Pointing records
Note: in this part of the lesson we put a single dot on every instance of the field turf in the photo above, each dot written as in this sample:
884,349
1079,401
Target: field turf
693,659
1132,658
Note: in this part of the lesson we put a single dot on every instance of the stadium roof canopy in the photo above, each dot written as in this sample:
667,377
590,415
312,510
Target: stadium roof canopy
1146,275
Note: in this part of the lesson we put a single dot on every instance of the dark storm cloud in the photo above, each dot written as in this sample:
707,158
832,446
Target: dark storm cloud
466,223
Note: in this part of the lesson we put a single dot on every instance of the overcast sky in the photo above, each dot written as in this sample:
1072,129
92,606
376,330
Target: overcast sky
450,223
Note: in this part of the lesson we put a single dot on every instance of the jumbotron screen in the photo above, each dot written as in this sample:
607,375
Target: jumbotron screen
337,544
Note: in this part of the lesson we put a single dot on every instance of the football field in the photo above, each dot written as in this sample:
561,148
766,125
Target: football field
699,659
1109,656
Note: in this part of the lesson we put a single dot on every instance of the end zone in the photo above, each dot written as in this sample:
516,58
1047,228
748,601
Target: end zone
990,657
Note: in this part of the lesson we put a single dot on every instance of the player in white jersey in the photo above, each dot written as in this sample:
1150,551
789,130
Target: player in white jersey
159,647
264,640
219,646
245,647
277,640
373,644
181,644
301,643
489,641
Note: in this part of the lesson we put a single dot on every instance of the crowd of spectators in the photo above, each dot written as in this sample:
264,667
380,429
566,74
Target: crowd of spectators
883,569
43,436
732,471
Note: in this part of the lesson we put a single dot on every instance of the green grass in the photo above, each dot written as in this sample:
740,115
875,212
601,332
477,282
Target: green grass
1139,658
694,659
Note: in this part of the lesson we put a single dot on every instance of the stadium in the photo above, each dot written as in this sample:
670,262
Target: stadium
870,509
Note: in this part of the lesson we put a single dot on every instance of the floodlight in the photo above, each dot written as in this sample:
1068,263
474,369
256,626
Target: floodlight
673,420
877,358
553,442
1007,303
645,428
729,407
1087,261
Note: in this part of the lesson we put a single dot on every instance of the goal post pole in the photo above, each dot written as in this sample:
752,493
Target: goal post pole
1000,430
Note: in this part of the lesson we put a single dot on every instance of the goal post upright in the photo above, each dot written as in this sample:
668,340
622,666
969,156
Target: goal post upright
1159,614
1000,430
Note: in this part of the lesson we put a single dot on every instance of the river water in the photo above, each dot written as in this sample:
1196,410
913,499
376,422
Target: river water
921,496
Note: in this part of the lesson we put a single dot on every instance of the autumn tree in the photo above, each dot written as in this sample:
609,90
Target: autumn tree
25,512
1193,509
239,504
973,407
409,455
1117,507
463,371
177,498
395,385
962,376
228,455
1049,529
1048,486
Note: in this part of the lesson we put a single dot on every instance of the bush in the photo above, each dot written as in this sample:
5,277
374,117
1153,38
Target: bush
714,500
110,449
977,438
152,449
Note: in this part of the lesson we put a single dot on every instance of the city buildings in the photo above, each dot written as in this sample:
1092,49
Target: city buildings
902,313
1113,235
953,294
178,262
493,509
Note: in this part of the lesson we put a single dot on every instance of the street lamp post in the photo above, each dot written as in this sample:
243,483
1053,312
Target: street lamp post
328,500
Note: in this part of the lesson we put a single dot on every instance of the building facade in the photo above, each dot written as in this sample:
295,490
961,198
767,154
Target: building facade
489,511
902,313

> _Your objective_: Reproduce the listing above exactly from the line containing "of the river" through its last line, with both of those lines included.

> _Answer for the task_:
Note: in this part of the lesson we put a single dot on every instance of the river water in the photo above, each dot written as in this sample:
1196,410
913,499
376,422
Target: river water
921,496
Note: in this part of the lesson we put a single dot on every instance of the autumn tree in the photo above, each dot written as in this sample:
609,90
Target: autumn tree
25,512
1193,509
239,504
973,407
409,455
1117,507
463,371
177,498
395,385
962,376
228,455
1049,529
1048,486
Note: in this part of the lesson we put a single dot on every instance of the bush in the photo above, each dot written as in this sample:
5,277
374,117
1153,38
Target: bush
714,500
110,449
977,438
152,449
Note: in this part of the lesson we put a single dot on every instance of the city buildings in the photo above, each dot written as in this sample:
1092,49
Target: city buildings
902,313
1113,235
953,294
178,262
493,509
Note: in this part of the lesson we put a single dot on every instance of the street lamp post in the photo above, each dot written as in this sample:
243,483
1053,312
Target: street lamp post
328,500
Note: in this part of the lesson we put a single dot on every instance of the building facade in the photo above, each dot written as in this sample:
295,490
961,198
767,154
Target: building facade
489,511
902,313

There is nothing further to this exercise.